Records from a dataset
════════

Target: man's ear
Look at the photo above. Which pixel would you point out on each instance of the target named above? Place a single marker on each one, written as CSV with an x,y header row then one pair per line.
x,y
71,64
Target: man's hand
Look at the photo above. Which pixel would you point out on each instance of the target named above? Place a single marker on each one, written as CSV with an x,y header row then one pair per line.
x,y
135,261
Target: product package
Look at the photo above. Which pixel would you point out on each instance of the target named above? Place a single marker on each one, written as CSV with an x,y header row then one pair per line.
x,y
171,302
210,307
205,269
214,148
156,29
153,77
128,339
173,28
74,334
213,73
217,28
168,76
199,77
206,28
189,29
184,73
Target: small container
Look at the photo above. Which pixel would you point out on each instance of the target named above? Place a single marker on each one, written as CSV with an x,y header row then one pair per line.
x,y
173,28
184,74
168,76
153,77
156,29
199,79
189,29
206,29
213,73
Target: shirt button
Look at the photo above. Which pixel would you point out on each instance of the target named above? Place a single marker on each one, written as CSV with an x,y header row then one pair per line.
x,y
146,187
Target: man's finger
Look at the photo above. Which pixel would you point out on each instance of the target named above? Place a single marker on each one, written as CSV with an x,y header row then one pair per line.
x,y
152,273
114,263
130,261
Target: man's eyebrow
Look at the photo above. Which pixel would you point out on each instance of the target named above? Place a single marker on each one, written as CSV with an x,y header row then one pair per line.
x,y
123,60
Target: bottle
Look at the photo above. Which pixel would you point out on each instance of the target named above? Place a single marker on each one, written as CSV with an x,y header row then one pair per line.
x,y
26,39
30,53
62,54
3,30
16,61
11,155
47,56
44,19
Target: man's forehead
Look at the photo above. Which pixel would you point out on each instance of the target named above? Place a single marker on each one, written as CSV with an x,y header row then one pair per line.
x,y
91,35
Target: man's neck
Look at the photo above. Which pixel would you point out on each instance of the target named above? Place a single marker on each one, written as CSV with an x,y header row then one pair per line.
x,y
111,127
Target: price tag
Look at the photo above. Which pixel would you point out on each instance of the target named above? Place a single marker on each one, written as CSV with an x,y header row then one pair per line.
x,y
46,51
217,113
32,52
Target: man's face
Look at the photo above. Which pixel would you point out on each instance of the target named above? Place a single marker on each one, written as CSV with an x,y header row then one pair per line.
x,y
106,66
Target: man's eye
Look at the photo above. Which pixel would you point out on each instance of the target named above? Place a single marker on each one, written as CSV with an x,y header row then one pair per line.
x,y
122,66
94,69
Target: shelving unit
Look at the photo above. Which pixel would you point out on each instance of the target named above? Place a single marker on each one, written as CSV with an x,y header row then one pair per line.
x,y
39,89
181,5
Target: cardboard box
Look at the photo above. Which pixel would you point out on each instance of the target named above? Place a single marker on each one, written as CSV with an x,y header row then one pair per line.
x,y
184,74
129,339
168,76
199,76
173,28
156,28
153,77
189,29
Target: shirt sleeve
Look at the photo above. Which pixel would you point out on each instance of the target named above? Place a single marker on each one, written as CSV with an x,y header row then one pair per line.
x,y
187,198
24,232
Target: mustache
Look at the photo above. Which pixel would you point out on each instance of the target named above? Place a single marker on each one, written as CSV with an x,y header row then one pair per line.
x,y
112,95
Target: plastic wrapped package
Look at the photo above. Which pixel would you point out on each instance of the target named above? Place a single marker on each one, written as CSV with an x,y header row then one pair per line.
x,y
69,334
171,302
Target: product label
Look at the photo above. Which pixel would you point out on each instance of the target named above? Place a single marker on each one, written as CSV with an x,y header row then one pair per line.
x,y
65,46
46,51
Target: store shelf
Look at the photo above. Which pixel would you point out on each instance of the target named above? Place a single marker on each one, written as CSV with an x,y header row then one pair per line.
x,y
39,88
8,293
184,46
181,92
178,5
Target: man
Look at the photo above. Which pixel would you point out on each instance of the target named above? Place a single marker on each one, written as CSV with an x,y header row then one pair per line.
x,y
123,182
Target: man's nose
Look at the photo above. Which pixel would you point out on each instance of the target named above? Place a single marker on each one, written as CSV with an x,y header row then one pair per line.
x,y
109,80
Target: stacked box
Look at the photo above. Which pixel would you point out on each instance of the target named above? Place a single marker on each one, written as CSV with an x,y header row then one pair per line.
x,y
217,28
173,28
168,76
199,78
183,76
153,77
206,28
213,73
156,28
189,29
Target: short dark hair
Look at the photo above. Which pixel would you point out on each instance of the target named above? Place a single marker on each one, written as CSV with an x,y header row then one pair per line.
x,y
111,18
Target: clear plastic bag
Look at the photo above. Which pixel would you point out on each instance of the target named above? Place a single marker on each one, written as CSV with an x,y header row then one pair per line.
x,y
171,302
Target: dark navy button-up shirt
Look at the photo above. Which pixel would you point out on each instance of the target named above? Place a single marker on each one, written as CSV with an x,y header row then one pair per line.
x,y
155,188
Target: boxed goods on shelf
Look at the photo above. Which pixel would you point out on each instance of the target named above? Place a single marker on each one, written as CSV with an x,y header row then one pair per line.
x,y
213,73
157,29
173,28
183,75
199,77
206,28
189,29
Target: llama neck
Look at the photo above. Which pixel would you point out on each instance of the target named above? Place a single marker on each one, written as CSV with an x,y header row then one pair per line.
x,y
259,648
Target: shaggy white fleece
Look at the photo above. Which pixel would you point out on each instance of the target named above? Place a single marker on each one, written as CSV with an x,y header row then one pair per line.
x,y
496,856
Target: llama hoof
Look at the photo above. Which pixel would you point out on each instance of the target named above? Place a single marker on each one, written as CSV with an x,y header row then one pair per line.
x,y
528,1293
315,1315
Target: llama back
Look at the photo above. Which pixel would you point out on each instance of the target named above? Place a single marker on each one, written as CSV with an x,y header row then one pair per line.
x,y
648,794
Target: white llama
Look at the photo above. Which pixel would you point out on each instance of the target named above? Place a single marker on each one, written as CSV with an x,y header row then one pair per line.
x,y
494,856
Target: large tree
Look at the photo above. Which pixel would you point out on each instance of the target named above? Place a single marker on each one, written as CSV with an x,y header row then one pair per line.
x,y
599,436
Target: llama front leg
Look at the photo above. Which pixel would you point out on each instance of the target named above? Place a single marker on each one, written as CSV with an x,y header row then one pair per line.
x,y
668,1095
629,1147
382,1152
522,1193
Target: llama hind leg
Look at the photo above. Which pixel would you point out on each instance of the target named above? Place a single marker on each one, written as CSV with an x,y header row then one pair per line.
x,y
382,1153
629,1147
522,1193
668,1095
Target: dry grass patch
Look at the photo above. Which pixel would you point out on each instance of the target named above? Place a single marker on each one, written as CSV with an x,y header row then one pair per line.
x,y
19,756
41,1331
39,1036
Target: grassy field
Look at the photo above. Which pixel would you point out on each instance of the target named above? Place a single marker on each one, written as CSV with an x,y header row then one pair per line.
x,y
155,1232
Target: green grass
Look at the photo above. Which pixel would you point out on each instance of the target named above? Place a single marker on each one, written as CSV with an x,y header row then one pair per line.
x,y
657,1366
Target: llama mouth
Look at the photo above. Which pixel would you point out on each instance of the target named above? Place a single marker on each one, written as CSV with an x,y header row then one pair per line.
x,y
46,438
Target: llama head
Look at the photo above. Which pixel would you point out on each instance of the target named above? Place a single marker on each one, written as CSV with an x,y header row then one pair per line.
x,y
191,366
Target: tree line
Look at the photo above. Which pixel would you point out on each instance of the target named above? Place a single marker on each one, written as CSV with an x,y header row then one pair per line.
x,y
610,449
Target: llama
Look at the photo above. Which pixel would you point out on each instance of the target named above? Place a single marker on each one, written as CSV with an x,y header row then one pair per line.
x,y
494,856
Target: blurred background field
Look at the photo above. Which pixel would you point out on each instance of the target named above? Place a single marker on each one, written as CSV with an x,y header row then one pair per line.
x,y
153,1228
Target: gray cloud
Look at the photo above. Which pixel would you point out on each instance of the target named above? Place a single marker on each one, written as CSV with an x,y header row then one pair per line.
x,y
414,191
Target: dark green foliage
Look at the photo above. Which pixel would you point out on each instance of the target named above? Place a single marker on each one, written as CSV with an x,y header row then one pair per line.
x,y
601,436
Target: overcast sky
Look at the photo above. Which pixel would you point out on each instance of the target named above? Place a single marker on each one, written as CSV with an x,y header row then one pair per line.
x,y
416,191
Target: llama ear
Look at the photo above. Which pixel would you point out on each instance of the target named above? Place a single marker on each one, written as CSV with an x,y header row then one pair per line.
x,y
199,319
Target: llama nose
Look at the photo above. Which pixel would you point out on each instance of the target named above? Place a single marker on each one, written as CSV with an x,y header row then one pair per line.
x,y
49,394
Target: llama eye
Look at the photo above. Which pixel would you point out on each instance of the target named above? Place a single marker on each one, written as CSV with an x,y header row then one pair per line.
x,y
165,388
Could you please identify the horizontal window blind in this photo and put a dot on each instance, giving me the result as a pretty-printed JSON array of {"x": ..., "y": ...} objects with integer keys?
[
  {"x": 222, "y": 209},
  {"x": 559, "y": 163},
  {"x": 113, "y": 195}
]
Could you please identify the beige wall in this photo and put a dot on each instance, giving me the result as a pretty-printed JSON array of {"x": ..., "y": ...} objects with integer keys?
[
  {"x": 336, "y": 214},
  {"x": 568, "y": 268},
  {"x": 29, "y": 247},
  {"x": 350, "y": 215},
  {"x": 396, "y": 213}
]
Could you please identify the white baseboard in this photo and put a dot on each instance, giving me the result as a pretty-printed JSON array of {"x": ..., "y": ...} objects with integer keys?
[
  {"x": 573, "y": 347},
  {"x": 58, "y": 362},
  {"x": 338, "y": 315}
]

════════

Required work »
Give back the records word for word. Start at the first line, end at the line containing "Target: man's hand", and include both.

Solution for this exercise »
Target: man's ear
Look at the photo above. Which pixel would you point out on each instance of the target named above? Place a single marker on each one, written as CSV with an x,y header row then one pair per line.
x,y
71,64
Target: man's hand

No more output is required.